“Launderette” was a commercial for Levi 501s. Made in 1985 by Bartle Bogle Hegarty it starred Nick Kamen and first ran in the UK. Very clever, very memorable. It made Nick famous, increased Levi’s sales by 800%, won lots of prizes and regularly topped the list of British viewers’ favourite commercials. Watch carefully.
LEVI STRAUSS BY BARTLE BOGLE HEGARTY 1985
Advertising ideas famously have many parents. It’s hard when projects are discussed collaboratively over and over again to remember exactly where each thought came from. Ideas emerge out of one another; as another adland cliché has it, “An idea doesn’t care who has it”. Clients and agency bosses don’t either, but with so much at stake, people in creative departments are jealously protective of anything that looks remotely like an original notion. They go out of their way to avoid being accused of plagiarism and have long memories for famous work. But sometimes not long enough.

▸ INFORMATION GIVEN
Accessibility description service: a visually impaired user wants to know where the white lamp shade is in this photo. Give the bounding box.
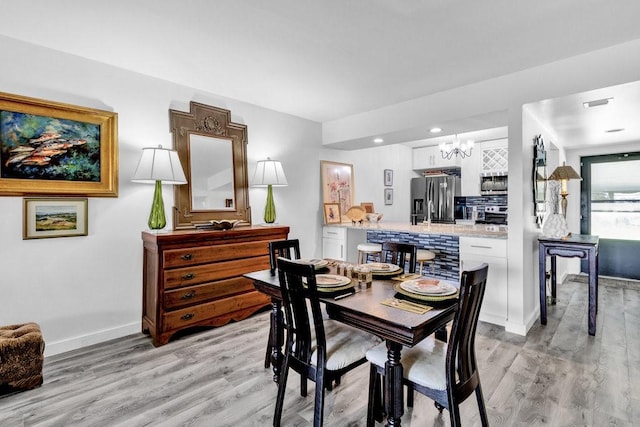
[251,157,289,187]
[131,145,187,184]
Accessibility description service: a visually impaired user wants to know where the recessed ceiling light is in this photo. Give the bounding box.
[582,98,613,108]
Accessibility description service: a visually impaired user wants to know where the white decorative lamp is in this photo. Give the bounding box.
[439,135,474,160]
[549,162,582,218]
[131,145,187,230]
[251,157,289,224]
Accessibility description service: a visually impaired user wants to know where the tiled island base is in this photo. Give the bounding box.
[367,230,460,282]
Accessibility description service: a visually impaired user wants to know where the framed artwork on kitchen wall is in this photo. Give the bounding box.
[320,160,353,218]
[384,188,393,205]
[0,93,118,197]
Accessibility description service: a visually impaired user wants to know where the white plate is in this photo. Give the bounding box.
[316,274,351,288]
[400,279,457,296]
[298,258,329,270]
[359,262,401,273]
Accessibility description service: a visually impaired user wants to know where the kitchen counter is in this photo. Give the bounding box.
[332,221,508,239]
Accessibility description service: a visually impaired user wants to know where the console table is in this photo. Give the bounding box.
[538,234,599,335]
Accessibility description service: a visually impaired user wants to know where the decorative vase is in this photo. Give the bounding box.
[264,185,276,224]
[542,213,569,239]
[147,181,167,230]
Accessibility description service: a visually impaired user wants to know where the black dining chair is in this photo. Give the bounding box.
[269,239,300,275]
[382,242,418,273]
[273,258,381,427]
[264,239,300,368]
[367,264,489,427]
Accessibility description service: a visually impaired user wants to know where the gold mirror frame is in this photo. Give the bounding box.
[169,101,251,230]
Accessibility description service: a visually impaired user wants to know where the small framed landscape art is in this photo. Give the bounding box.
[320,160,353,218]
[384,169,393,187]
[384,188,393,205]
[0,93,118,197]
[324,203,342,224]
[22,197,88,240]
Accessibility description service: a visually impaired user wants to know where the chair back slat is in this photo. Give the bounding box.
[446,264,489,402]
[269,239,300,275]
[382,242,418,273]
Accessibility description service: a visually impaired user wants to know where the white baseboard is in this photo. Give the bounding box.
[44,322,142,357]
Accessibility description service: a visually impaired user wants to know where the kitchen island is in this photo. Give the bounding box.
[323,222,508,326]
[323,221,507,281]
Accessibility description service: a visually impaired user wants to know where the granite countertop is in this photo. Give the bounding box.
[332,221,508,239]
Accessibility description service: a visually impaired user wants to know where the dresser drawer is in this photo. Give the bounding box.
[163,240,269,268]
[164,255,270,290]
[163,291,271,330]
[164,277,255,310]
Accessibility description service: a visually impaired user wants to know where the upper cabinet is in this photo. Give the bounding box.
[480,139,509,173]
[413,145,461,170]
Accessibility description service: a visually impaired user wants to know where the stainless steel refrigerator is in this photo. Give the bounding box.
[411,175,461,224]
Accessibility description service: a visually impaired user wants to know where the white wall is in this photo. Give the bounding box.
[0,37,322,355]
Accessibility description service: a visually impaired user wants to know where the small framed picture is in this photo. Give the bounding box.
[324,203,342,224]
[360,202,375,213]
[22,197,88,240]
[384,169,393,187]
[384,188,393,205]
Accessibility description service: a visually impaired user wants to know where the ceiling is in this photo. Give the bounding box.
[0,0,640,147]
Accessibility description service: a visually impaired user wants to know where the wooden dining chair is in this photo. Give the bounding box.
[382,242,417,273]
[367,264,489,427]
[264,239,300,369]
[273,258,381,427]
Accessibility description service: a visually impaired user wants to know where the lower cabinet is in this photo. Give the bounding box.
[460,236,508,326]
[142,227,289,346]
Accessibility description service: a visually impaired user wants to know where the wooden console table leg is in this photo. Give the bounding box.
[538,244,547,325]
[384,341,404,426]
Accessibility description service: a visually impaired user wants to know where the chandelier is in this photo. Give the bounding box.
[439,135,473,160]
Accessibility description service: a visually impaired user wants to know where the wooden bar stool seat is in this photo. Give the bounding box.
[358,243,382,264]
[416,249,436,276]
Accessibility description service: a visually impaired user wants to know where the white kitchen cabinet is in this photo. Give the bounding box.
[322,226,367,263]
[413,145,461,170]
[460,236,508,326]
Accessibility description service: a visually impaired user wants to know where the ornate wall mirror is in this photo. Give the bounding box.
[169,102,251,229]
[532,135,547,225]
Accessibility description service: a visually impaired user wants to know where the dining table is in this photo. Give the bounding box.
[244,263,459,426]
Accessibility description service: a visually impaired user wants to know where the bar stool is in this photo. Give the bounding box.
[416,249,436,276]
[358,243,382,264]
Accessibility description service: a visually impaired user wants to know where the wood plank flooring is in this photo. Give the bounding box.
[0,278,640,427]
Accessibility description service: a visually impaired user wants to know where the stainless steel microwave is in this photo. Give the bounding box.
[480,172,509,196]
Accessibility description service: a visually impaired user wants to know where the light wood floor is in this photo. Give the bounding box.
[0,282,640,427]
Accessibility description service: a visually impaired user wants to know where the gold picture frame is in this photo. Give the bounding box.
[320,160,354,218]
[324,203,342,224]
[22,197,89,240]
[0,92,118,197]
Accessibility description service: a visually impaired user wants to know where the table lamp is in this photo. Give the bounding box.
[131,145,187,230]
[251,157,289,224]
[549,162,582,218]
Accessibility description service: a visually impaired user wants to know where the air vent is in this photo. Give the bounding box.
[582,98,613,108]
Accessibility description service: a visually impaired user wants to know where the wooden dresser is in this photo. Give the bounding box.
[142,226,289,346]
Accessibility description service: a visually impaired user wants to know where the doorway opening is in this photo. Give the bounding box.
[580,152,640,280]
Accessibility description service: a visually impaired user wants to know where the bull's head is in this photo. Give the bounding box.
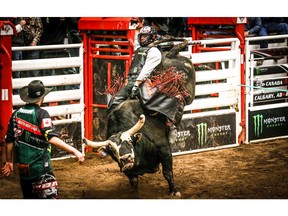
[83,114,145,171]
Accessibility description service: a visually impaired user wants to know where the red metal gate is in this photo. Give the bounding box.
[0,21,16,157]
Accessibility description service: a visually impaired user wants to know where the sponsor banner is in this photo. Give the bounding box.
[51,122,82,158]
[253,64,288,76]
[171,113,237,153]
[254,78,288,88]
[248,107,288,141]
[253,91,288,104]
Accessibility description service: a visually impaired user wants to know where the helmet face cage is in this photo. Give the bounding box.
[137,26,156,46]
[33,174,58,199]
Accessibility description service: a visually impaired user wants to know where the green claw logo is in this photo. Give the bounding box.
[196,123,208,146]
[253,114,263,137]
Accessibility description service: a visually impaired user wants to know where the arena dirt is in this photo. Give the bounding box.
[0,139,288,199]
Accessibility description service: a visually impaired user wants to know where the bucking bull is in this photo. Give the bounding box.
[83,37,195,197]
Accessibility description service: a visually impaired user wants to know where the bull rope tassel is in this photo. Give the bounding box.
[151,67,190,101]
[98,74,123,96]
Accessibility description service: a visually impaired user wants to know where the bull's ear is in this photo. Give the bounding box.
[132,133,142,143]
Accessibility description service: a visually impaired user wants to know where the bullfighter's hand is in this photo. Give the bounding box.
[130,85,139,99]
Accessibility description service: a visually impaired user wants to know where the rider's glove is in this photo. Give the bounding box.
[130,85,139,99]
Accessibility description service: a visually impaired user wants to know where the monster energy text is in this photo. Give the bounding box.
[196,123,207,146]
[253,114,286,137]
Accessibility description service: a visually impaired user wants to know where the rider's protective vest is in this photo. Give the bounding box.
[128,46,153,85]
[13,105,52,179]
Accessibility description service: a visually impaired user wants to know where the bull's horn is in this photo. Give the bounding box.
[83,138,110,149]
[125,114,145,136]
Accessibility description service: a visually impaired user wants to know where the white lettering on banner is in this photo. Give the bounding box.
[264,116,286,124]
[264,80,283,86]
[255,94,274,101]
[208,125,231,133]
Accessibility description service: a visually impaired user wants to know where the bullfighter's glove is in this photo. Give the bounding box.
[130,85,139,99]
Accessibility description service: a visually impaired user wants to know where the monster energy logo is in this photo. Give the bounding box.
[253,114,263,137]
[196,123,208,146]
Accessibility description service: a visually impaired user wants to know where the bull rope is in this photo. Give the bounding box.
[150,67,190,101]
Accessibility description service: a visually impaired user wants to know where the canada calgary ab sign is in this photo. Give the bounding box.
[248,107,288,141]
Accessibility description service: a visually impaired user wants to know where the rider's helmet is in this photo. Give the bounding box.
[138,26,157,47]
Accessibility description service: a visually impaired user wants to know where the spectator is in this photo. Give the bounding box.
[244,17,268,48]
[10,17,26,94]
[2,80,84,199]
[41,17,82,90]
[23,17,43,77]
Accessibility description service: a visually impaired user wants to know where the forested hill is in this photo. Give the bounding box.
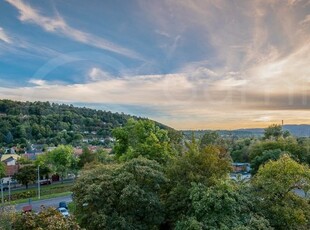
[0,100,137,147]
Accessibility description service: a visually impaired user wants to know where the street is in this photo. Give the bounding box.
[15,195,72,212]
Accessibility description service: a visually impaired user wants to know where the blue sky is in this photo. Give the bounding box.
[0,0,310,129]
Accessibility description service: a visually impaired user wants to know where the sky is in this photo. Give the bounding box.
[0,0,310,129]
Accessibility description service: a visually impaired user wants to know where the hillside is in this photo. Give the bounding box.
[183,124,310,138]
[0,100,137,147]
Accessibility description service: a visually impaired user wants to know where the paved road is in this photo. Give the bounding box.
[15,195,72,212]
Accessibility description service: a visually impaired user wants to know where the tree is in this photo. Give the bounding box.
[73,157,167,230]
[46,145,77,181]
[251,149,285,175]
[113,119,172,163]
[164,141,231,225]
[264,124,283,139]
[176,180,271,230]
[200,131,222,149]
[13,165,37,189]
[0,161,5,179]
[253,154,310,229]
[78,147,96,169]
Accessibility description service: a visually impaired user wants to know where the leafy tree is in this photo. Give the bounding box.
[264,124,283,139]
[46,145,77,181]
[113,119,172,163]
[176,180,271,230]
[164,139,231,225]
[78,147,96,169]
[11,208,81,230]
[73,157,167,230]
[5,131,13,144]
[13,165,37,189]
[0,161,6,178]
[200,131,223,149]
[251,149,284,175]
[229,138,254,162]
[254,155,310,229]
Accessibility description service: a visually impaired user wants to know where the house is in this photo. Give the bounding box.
[0,154,20,166]
[0,154,20,176]
[232,163,251,172]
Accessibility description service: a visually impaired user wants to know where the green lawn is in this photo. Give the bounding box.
[4,181,73,203]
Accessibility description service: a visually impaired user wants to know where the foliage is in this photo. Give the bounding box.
[264,124,283,139]
[176,180,270,230]
[249,137,309,162]
[45,145,77,179]
[77,147,96,169]
[254,154,310,229]
[164,139,231,225]
[0,206,16,230]
[13,165,37,189]
[0,100,131,147]
[200,131,223,149]
[73,157,167,229]
[113,119,172,163]
[251,149,284,175]
[230,138,255,162]
[0,161,5,179]
[12,208,81,230]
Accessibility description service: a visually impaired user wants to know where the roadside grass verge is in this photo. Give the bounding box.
[4,182,73,204]
[6,192,72,205]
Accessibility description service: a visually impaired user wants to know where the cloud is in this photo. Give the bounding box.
[88,67,111,81]
[0,27,12,43]
[0,0,310,128]
[28,79,47,86]
[6,0,141,59]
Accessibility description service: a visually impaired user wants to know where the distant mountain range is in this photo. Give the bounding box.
[233,124,310,137]
[183,124,310,138]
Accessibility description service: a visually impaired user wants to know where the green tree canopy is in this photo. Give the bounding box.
[253,155,310,229]
[45,145,77,179]
[0,161,5,178]
[164,139,231,225]
[13,165,37,189]
[73,157,167,230]
[264,124,283,139]
[113,119,172,163]
[176,180,271,230]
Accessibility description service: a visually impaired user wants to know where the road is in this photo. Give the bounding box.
[15,195,72,212]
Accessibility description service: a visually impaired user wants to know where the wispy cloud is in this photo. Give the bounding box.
[88,67,111,81]
[6,0,141,59]
[0,27,12,43]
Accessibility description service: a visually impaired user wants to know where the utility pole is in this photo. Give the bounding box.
[38,165,41,200]
[0,178,4,205]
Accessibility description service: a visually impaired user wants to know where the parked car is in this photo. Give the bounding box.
[58,201,68,210]
[58,207,70,217]
[40,179,52,185]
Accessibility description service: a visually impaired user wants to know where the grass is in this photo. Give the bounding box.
[7,192,72,205]
[5,182,73,204]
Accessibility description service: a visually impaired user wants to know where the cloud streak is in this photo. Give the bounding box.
[6,0,141,59]
[0,27,12,44]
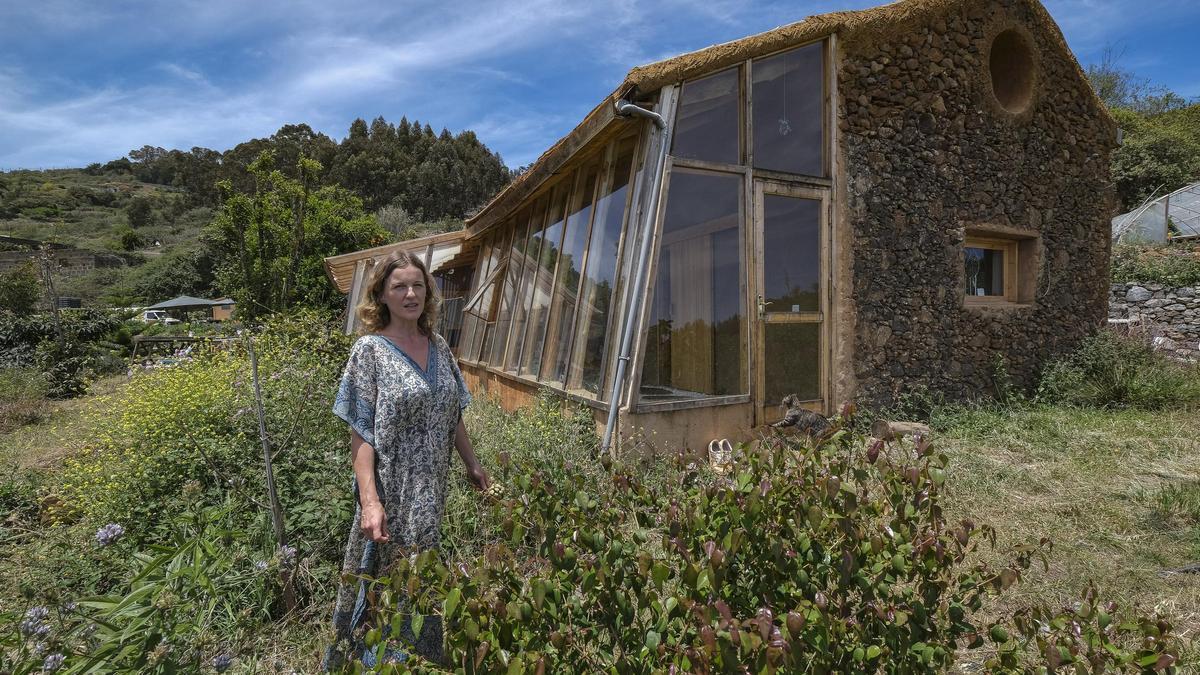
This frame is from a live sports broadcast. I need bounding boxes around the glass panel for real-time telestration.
[671,67,742,165]
[751,42,826,175]
[485,211,529,368]
[762,323,821,406]
[427,243,462,274]
[504,198,547,372]
[568,138,635,399]
[520,178,572,377]
[641,167,746,402]
[541,165,600,382]
[966,246,1004,295]
[762,195,821,312]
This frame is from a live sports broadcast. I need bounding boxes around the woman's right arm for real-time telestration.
[350,430,391,543]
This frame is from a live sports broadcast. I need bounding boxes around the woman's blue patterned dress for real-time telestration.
[334,334,470,662]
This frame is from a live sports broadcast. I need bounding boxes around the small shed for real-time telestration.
[326,0,1117,448]
[145,295,236,321]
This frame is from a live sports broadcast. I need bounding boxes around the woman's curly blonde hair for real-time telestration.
[356,251,442,338]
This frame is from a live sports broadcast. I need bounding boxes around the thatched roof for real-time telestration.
[467,0,1108,237]
[146,295,225,310]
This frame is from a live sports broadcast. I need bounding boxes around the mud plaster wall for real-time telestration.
[838,0,1115,405]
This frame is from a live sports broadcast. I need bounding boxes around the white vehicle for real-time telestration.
[142,310,180,325]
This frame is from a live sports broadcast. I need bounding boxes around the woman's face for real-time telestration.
[379,265,428,322]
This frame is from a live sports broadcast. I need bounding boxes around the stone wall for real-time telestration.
[836,0,1116,405]
[1109,283,1200,359]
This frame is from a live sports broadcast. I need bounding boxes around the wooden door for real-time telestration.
[751,180,828,425]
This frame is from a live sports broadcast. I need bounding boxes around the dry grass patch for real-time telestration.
[935,406,1200,662]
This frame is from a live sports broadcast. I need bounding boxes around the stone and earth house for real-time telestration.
[328,0,1117,448]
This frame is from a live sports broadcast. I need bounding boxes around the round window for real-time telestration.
[988,29,1033,113]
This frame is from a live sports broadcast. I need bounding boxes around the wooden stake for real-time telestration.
[871,419,930,441]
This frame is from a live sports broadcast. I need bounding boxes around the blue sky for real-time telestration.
[0,0,1200,169]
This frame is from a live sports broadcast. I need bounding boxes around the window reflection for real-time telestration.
[487,210,529,368]
[751,43,826,177]
[641,167,746,402]
[504,199,548,372]
[671,67,742,165]
[520,179,571,377]
[568,138,635,399]
[966,247,1004,295]
[762,195,821,312]
[541,165,600,382]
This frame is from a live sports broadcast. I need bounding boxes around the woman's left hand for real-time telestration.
[467,464,492,490]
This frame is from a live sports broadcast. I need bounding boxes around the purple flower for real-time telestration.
[18,607,50,638]
[96,522,125,546]
[42,653,67,673]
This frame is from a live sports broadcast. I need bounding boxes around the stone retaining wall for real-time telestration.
[1109,283,1200,359]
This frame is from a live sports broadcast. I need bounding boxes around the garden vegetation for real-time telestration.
[0,312,1190,673]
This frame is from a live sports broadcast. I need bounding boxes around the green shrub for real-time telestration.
[59,313,350,551]
[1038,330,1200,410]
[365,417,1177,673]
[0,262,42,313]
[1111,244,1200,287]
[0,504,284,673]
[0,366,50,431]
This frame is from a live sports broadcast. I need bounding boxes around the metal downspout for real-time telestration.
[600,100,667,454]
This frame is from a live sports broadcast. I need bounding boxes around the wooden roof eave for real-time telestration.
[325,229,467,293]
[467,90,628,239]
[467,0,1116,238]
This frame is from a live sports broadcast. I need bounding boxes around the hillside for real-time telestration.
[0,118,511,306]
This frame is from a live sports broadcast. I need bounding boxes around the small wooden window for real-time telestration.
[962,235,1020,303]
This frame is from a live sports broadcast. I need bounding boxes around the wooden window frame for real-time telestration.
[961,234,1020,306]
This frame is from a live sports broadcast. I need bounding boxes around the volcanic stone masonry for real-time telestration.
[1109,283,1200,360]
[838,0,1116,405]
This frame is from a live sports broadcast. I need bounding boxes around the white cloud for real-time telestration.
[0,0,1200,168]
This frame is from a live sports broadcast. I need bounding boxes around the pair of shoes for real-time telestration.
[708,438,733,473]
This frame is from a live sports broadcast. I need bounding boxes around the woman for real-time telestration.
[326,252,488,668]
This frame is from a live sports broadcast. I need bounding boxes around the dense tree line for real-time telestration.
[85,117,512,221]
[1087,50,1200,210]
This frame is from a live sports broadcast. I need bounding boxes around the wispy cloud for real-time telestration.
[0,0,1200,168]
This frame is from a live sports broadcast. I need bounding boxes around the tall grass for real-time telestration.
[1038,330,1200,410]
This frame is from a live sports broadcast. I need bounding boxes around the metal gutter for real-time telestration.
[600,98,667,454]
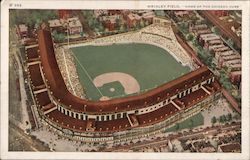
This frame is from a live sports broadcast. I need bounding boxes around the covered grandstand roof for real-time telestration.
[38,30,217,114]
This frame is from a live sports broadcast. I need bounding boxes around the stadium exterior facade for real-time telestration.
[26,30,221,142]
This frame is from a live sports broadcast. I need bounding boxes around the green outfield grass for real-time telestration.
[71,43,190,100]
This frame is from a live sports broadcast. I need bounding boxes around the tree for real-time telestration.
[211,116,217,124]
[52,31,66,42]
[175,123,180,131]
[188,119,194,128]
[227,113,232,121]
[220,116,225,123]
[140,20,145,28]
[186,33,194,41]
[212,26,221,35]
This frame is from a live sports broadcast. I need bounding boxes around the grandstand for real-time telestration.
[26,30,221,142]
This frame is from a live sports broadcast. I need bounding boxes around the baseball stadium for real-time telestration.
[26,18,221,142]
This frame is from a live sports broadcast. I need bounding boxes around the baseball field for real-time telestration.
[71,43,190,101]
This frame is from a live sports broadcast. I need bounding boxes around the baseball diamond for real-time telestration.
[71,43,190,100]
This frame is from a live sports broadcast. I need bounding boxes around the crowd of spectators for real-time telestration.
[55,47,86,98]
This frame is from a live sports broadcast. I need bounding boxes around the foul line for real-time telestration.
[72,50,103,97]
[62,49,76,95]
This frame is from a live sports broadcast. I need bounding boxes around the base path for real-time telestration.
[93,72,140,94]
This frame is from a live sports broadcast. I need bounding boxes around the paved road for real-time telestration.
[73,10,95,37]
[201,11,241,48]
[104,123,241,152]
[9,121,50,151]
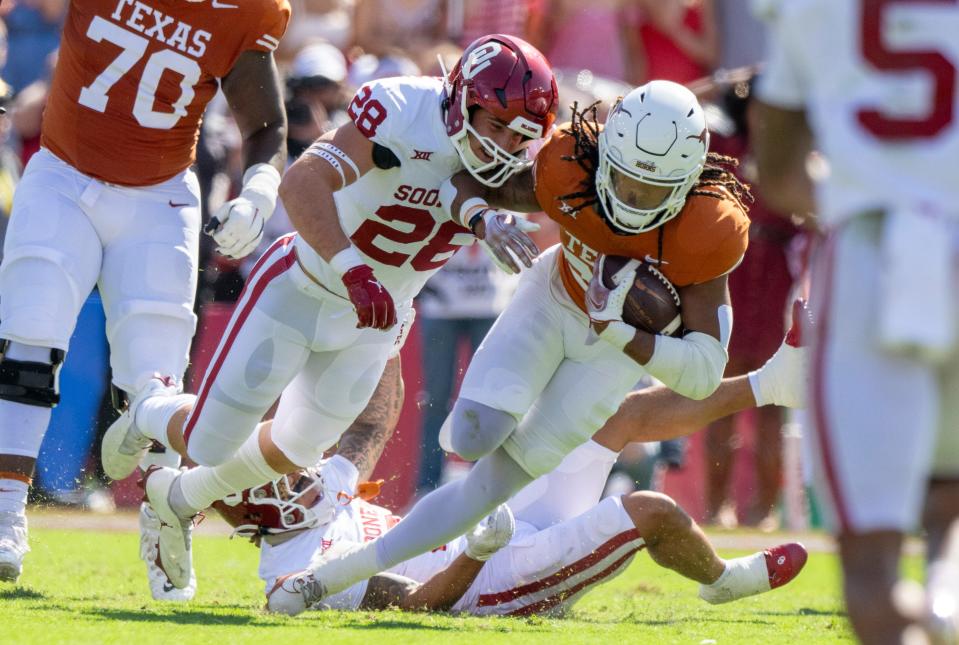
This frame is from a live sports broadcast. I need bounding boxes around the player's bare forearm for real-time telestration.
[222,51,286,174]
[280,122,373,261]
[336,356,403,481]
[749,101,816,227]
[593,376,756,452]
[450,168,543,226]
[397,553,484,611]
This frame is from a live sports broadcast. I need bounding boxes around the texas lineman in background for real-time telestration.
[0,0,290,593]
[756,0,959,645]
[102,35,557,587]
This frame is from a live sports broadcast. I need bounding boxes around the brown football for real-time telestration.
[603,255,683,336]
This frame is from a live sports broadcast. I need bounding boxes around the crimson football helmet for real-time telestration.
[443,34,559,188]
[214,469,336,538]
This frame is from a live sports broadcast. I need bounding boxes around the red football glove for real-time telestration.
[343,264,396,330]
[783,298,815,347]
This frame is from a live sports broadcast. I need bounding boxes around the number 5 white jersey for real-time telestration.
[758,0,959,224]
[296,77,473,304]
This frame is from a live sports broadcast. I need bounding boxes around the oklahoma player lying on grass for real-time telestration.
[101,35,556,587]
[270,81,749,613]
[256,312,806,615]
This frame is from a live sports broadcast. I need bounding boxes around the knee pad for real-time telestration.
[450,399,516,461]
[0,339,66,408]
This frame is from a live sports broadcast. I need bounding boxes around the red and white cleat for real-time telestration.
[699,542,809,605]
[763,542,809,589]
[266,569,326,616]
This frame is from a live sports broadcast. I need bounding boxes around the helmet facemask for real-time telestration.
[596,81,709,235]
[450,101,533,188]
[596,154,703,235]
[440,35,557,188]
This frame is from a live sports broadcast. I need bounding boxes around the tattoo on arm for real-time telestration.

▸ WORK TO DO
1) Please sum up the Launderette piece in two sentences.
2) Repeat word for word the portion of the Launderette piece that begins with the words "LEVI STRAUSS BY" and ends with "not long enough.".

▸ SOLVED TASKS
1) "Launderette," a 1985 Bartle Bogle Hegarty commercial for Levi 501s starring Nick Kamen, first ran in the UK, made Nick famous, raised Levi's sales by 800%, and won many prizes. Advertising ideas often have many parents, yet people in creative departments jealously protect anything that looks like an original notion and go out of their way to avoid accusations of plagiarism.

2)
LEVI STRAUSS BY BARTLE BOGLE HEGARTY 1985
Advertising ideas famously have many parents. It’s hard when projects are discussed collaboratively over and over again to remember exactly where each thought came from. Ideas emerge out of one another; as another adland cliché has it, “An idea doesn’t care who has it”. Clients and agency bosses don’t either, but with so much at stake, people in creative departments are jealously protective of anything that looks remotely like an original notion. They go out of their way to avoid being accused of plagiarism and have long memories for famous work. But sometimes not long enough.